■ **Aim of the exercise**: Extract all data as written.

(Records from a dataset)
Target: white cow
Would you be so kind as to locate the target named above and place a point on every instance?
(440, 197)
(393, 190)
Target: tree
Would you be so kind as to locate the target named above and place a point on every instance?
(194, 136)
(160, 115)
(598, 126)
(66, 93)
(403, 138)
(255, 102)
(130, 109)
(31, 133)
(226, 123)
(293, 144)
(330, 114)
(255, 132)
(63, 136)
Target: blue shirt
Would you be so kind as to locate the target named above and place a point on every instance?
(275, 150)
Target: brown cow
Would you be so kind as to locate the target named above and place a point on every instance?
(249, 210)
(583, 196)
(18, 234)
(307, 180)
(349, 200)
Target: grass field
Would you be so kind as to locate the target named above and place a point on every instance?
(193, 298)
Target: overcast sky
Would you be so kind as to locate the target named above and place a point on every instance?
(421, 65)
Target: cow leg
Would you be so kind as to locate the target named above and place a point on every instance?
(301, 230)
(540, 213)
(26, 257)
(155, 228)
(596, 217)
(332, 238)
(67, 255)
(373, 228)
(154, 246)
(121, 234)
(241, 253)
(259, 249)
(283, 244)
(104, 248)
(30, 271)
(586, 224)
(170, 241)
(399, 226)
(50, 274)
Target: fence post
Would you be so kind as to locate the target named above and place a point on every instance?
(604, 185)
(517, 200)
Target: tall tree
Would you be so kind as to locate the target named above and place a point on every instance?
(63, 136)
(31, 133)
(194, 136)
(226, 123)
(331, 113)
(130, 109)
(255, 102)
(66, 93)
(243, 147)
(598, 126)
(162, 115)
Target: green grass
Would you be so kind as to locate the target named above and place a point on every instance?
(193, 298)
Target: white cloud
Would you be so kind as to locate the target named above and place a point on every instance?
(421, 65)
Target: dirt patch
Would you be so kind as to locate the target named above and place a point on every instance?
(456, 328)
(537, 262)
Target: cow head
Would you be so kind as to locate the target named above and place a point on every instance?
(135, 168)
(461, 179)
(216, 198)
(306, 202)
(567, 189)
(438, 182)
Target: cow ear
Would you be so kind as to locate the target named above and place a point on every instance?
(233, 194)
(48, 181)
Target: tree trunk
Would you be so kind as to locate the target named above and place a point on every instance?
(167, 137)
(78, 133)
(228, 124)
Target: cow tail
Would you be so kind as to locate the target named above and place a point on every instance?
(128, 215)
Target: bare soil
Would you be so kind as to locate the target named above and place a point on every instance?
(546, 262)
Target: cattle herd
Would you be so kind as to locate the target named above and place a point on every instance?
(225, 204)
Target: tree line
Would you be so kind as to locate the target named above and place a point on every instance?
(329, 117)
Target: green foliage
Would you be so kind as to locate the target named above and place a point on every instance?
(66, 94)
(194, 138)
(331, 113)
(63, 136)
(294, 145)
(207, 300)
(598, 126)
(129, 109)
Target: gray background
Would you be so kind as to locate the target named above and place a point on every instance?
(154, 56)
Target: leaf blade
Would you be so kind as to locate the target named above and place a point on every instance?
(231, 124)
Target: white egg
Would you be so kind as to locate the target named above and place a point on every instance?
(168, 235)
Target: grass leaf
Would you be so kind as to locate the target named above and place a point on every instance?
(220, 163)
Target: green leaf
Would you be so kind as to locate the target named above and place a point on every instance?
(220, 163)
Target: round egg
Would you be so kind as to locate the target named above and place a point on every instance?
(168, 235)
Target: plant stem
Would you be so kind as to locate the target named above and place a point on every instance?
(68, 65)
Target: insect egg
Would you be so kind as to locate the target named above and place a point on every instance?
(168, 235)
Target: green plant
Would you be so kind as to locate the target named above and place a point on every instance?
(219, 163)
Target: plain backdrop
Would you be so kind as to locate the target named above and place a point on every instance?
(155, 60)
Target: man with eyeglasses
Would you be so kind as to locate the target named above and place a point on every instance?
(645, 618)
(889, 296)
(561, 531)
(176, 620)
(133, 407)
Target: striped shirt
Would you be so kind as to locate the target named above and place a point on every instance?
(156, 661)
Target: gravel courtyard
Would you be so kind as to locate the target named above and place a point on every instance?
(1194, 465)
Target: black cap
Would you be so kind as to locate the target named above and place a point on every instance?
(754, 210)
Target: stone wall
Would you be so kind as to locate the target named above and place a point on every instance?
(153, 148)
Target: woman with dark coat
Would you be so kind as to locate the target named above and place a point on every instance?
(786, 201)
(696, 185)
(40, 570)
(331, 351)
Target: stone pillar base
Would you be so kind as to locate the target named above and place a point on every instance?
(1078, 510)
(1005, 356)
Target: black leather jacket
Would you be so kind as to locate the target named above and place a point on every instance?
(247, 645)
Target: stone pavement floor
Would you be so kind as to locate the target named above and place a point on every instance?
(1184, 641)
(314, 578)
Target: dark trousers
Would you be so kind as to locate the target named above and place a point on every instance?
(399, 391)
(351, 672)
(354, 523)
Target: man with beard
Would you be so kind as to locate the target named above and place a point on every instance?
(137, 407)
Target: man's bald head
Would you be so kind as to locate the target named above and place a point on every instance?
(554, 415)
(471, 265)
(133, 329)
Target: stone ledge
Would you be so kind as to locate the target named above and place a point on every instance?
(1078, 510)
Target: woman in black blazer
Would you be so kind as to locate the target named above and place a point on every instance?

■ **The answer**:
Target: white cow
Would you be so kind as to locate the target named above and place a point on every instance?
(440, 197)
(393, 190)
Target: tree
Would you be so kind as to locate the target named above and place a point on every instance?
(194, 136)
(160, 115)
(598, 126)
(66, 93)
(403, 138)
(255, 102)
(130, 109)
(31, 133)
(226, 123)
(293, 144)
(330, 114)
(255, 132)
(63, 136)
Target: blue shirt
Would you be so kind as to locate the target named above and place a point on every instance?
(275, 150)
Target: brown cow
Would you be so kind as to locate the target named above and place a point on every instance?
(249, 210)
(583, 196)
(18, 234)
(307, 180)
(349, 200)
Target: grass field
Would you be so kind as to locate the target named above and place a point on every instance?
(193, 298)
Target: overcast sky
Would you be so kind as to locate the target named above and place a point on every instance?
(421, 65)
Target: cow leg
Would you be so kind as to locate the target named above and place a point on every instance?
(301, 230)
(540, 213)
(26, 257)
(155, 228)
(596, 217)
(332, 238)
(67, 255)
(373, 228)
(154, 246)
(121, 234)
(241, 253)
(259, 249)
(283, 244)
(104, 248)
(30, 271)
(586, 224)
(170, 241)
(399, 226)
(50, 274)
Target: fence post
Would you be so kind as to locate the target named above and place a point on every instance?
(604, 185)
(517, 200)
Target: tall tree
Would you be so kind as to locate the target named above and place a point on every instance?
(63, 136)
(31, 133)
(194, 136)
(226, 123)
(331, 113)
(130, 109)
(255, 102)
(66, 93)
(243, 147)
(598, 126)
(162, 115)
Target: green grass
Would you be so kind as to locate the target named above and place a point on every instance?
(193, 298)
Target: white cloud
Would you be so kind as to locate the target named above and place a point on every instance?
(421, 65)
Target: dirt patch
Would you be so kind as to locate the target named above and place a point on every instance?
(456, 328)
(537, 262)
Target: cow head
Would you be so kind as to locate the target named above and place a point on every instance?
(135, 168)
(461, 179)
(216, 198)
(306, 202)
(567, 189)
(438, 182)
Target: cow ear
Would you be so kind as to locate the target named above and place a point on every instance?
(233, 194)
(48, 181)
Target: tree trunk
Would you be so kind as to locate the target named above and place a point on every instance?
(167, 137)
(78, 133)
(228, 124)
Target: cow tail
Would you be so kind as to locate the target named above and place a point on every instance?
(128, 215)
Target: bare soil
Would you be so kind as to locate the target named above and place a point on every instance?
(546, 262)
Target: cattle herd
Would you be so kind as to locate the target named above and place a point on every instance?
(225, 204)
Target: tree line
Would you be so kind as to locate the target named above and place a point on every instance?
(329, 117)
Target: green foliage
Would you be so kind as to locate the target named above and place a point on every instance?
(66, 94)
(194, 138)
(331, 113)
(63, 136)
(294, 145)
(207, 300)
(598, 126)
(129, 109)
Target: gray background
Would you be so kind as to locate the target named above and place a point on every instance?
(154, 56)
Target: leaf blade
Would you be so kind as to locate the target named above and place a point on every instance?
(231, 124)
Target: white egg
Would you be so kind as to locate the target named above and place a point on every instance?
(168, 235)
Target: grass leaf
Would you be so kind as to locate the target named above and place a point on every instance?
(220, 163)
Target: green leaf
Would you be so kind as to locate the target named above and place a point on every instance?
(220, 163)
Target: round egg
Would you be so kind as to locate the target named above and place a point on every instance?
(168, 235)
Target: plant stem
Would you be so kind as to locate the target named above and place a point on every instance?
(68, 65)
Target: insect egg
Would you be so kind as to locate the target named above and place a point on every instance?
(168, 235)
Target: green plant
Would you be so kind as to locate the target named above and place a point on every instance?
(219, 163)
Target: plain backdrop
Would you be so kind as to locate the target named above and place a point on every instance?
(155, 60)
Target: man with eyeglasses
Would you be so kind as to locate the target named above and place a point on every instance?
(645, 618)
(889, 296)
(561, 531)
(176, 620)
(133, 407)
Target: striped shirt
Would you be so kind as to locate the target named above and place a point on every instance?
(156, 661)
Target: gravel courtyard
Would you be so kind as to locate the target named above and place a point on every instance?
(1194, 465)
Target: black cap
Would you be so kind as to locate the target named above and place a point on every instance?
(754, 210)
Target: stone wall
Would you be so kind as to locate the target named above and place a point on every instance?
(153, 148)
Target: woman with dark coat
Would you be so kind as to locate the target named above and place a point on every instance?
(786, 201)
(696, 185)
(40, 570)
(331, 351)
Target: stone pillar base
Would you be so kind as to locate the target named above and place a point on every instance?
(1078, 510)
(1005, 356)
Target: black leather jacket
Would you be so kind as to locate the target named above and place a point on every instance?
(247, 645)
Target: stone pavement floor
Would you be so kind as to locate the target named above and place a point on every instance?
(1184, 641)
(314, 578)
Target: dark trousers
Would you be so kind as to locate the target named above and place a point on every instance?
(399, 391)
(351, 672)
(354, 523)
Target: man with beard
Would you be so kind as to locate the target named above and place a point on every instance?
(137, 407)
Target: man's bald head
Would you be so kind as to locate the target named above and place a point on every instance?
(554, 415)
(471, 265)
(133, 329)
Target: stone ledge
Would you be so kind as to locate the target named above and place a point on every instance?
(1078, 510)
Target: woman in black blazer
Would you be so kind as to locate the target named above and place a point on every instance?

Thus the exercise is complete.